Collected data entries
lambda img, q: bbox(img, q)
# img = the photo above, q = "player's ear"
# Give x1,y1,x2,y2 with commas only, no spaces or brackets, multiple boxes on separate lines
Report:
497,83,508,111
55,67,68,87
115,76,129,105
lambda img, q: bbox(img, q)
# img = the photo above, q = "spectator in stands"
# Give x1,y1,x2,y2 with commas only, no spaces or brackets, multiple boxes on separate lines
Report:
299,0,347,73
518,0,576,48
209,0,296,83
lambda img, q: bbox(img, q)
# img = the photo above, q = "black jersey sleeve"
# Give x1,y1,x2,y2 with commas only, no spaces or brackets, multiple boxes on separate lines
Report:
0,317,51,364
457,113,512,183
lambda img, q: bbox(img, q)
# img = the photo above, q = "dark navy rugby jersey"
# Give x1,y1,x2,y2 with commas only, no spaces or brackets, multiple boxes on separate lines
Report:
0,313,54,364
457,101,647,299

---

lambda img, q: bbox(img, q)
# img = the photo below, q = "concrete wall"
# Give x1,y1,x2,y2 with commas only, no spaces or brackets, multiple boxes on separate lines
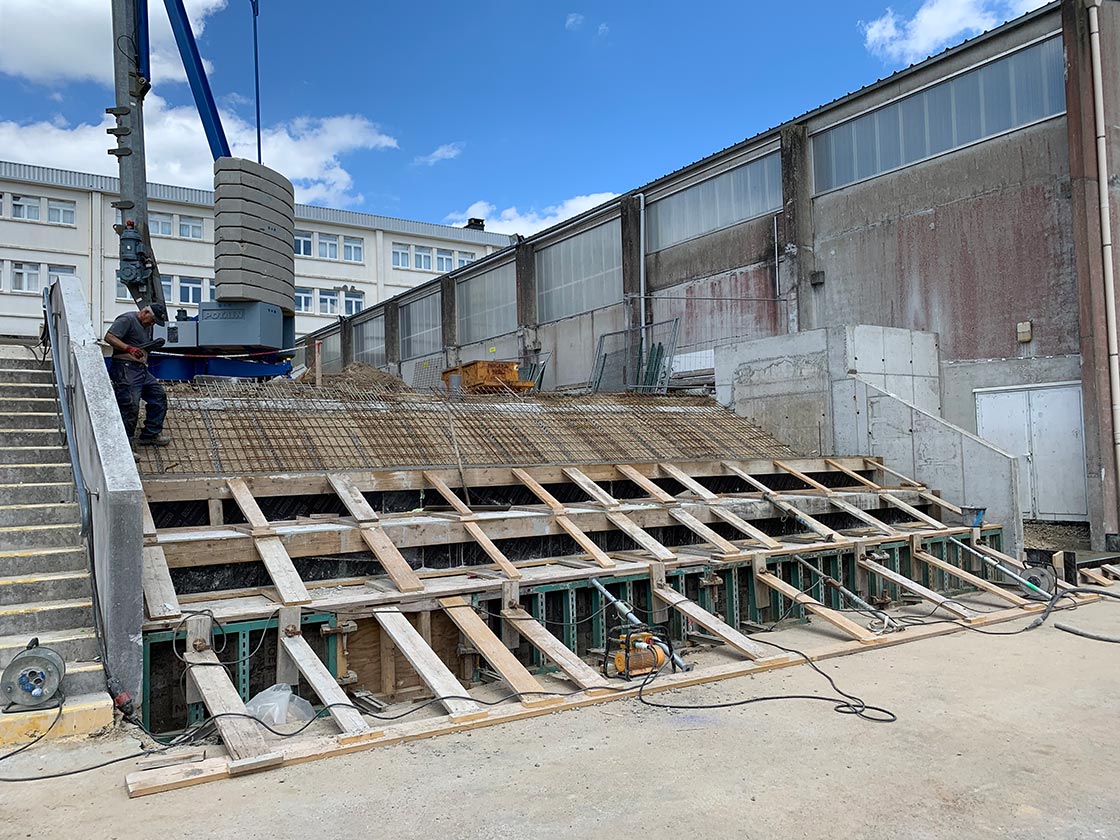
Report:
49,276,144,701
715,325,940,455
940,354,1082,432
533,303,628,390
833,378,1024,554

*EXERCISE DETAILS*: Take every line above that includes the string "jersey" and return it.

*SOLVED PROBLEM*:
# img = the photo above, q = "black jersey sleeve"
# img = the photo above, q = "dark navy rugby jersey"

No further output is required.